• [Your task] A single number is required: the count of lines in the following entries that include the word "shade".
Data excerpts Start Marker
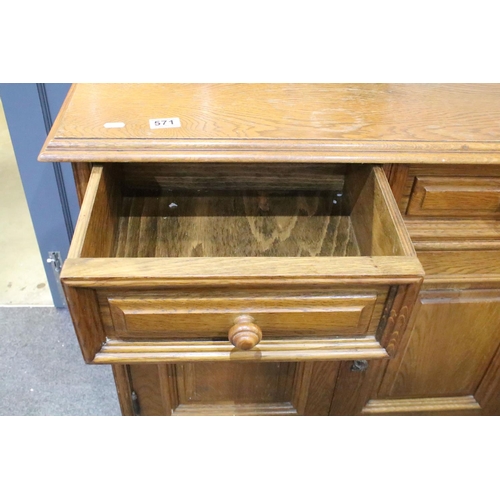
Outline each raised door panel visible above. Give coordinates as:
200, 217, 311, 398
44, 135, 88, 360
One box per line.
175, 362, 296, 414
379, 289, 500, 399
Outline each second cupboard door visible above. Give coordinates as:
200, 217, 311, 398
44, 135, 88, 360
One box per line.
365, 288, 500, 415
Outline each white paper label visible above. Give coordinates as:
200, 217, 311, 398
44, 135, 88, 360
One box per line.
149, 117, 181, 129
104, 122, 125, 128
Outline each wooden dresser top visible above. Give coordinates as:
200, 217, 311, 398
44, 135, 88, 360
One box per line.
39, 83, 500, 164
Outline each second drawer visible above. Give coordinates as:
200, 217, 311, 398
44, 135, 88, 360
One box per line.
407, 176, 500, 218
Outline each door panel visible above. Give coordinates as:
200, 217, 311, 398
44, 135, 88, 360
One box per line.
379, 289, 500, 398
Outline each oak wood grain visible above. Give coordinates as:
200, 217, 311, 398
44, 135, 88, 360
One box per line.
68, 165, 120, 259
39, 84, 500, 164
62, 285, 106, 363
171, 361, 298, 415
68, 164, 419, 267
52, 84, 499, 415
361, 396, 482, 416
116, 162, 347, 192
407, 176, 500, 217
62, 256, 424, 287
406, 219, 500, 251
378, 282, 422, 357
384, 164, 409, 208
173, 402, 298, 415
399, 164, 500, 213
475, 339, 500, 415
105, 292, 380, 339
177, 362, 294, 405
417, 250, 500, 284
113, 191, 359, 258
292, 361, 341, 415
126, 360, 346, 416
128, 364, 167, 416
112, 365, 134, 416
373, 168, 416, 256
329, 359, 386, 415
349, 167, 415, 257
62, 163, 422, 297
71, 162, 93, 205
379, 289, 500, 398
94, 336, 389, 364
62, 165, 422, 362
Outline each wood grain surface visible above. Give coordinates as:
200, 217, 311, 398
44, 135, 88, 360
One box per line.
407, 176, 500, 217
361, 396, 482, 416
379, 289, 500, 398
417, 250, 500, 283
106, 292, 379, 339
329, 359, 386, 415
113, 191, 360, 258
71, 162, 93, 204
62, 164, 423, 295
115, 162, 348, 192
112, 365, 134, 416
475, 339, 500, 415
45, 84, 500, 415
93, 336, 389, 364
177, 362, 294, 405
126, 360, 353, 416
395, 164, 500, 213
39, 84, 500, 164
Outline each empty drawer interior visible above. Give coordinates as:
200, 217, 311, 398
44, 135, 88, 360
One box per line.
73, 163, 411, 259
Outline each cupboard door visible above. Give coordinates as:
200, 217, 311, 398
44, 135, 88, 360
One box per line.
371, 289, 500, 414
118, 359, 382, 416
125, 362, 338, 416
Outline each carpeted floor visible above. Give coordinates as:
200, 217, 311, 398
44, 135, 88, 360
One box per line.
0, 307, 121, 415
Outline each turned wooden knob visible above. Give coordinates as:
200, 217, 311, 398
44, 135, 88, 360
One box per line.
228, 315, 262, 350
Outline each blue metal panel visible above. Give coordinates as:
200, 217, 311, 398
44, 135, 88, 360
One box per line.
0, 83, 75, 308
43, 84, 80, 229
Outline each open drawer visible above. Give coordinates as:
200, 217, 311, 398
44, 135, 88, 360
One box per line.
62, 163, 423, 364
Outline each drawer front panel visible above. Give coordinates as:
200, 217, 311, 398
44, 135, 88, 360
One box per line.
105, 292, 381, 340
407, 176, 500, 217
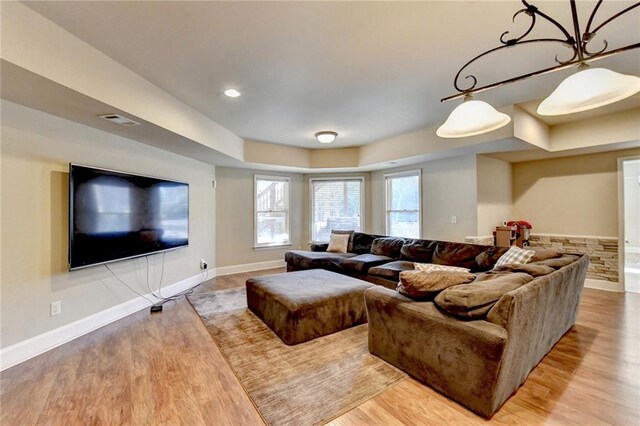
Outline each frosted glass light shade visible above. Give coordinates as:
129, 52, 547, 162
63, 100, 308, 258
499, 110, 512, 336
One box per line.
437, 99, 511, 138
315, 131, 337, 144
537, 68, 640, 116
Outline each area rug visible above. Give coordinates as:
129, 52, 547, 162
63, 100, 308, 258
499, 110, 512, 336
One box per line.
187, 287, 406, 426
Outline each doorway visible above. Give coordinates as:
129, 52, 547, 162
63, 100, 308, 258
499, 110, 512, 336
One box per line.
621, 157, 640, 293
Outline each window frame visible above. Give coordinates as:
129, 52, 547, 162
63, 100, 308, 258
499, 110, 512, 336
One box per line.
254, 174, 291, 249
384, 169, 422, 238
309, 176, 366, 243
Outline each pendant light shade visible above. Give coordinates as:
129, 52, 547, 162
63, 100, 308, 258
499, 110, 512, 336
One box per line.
437, 99, 511, 138
537, 68, 640, 116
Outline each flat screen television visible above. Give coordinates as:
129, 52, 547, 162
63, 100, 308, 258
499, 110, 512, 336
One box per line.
69, 164, 189, 270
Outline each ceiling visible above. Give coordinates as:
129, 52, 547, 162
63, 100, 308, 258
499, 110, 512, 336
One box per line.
24, 0, 640, 149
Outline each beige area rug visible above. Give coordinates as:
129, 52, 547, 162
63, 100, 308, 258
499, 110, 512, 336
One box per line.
188, 287, 406, 426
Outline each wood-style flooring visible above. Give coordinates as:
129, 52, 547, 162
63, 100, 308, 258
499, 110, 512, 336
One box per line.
1, 268, 639, 425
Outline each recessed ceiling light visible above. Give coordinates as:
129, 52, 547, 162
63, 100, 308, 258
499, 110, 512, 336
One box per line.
315, 131, 337, 144
224, 89, 241, 98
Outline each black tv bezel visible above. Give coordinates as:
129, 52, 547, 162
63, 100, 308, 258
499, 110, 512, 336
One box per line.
68, 163, 189, 271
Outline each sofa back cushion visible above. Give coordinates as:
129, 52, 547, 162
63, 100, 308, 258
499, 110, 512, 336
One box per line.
351, 232, 383, 254
397, 270, 475, 300
434, 272, 534, 319
475, 246, 509, 271
432, 242, 486, 271
370, 237, 406, 258
400, 240, 438, 263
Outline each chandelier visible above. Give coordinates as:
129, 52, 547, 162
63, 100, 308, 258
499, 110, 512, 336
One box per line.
437, 0, 640, 138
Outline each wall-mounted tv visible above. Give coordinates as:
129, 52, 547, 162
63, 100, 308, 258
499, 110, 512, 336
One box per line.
69, 164, 189, 270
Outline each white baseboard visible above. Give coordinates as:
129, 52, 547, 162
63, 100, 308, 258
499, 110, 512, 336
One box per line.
584, 278, 623, 292
0, 272, 205, 372
215, 260, 286, 276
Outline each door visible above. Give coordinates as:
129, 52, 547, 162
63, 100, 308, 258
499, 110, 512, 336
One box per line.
623, 158, 640, 293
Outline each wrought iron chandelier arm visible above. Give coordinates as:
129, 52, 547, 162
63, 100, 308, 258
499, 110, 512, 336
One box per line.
583, 2, 639, 57
442, 41, 640, 103
520, 0, 575, 43
453, 38, 575, 92
586, 2, 640, 38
Data excerpts End Marker
• [Answer space] 2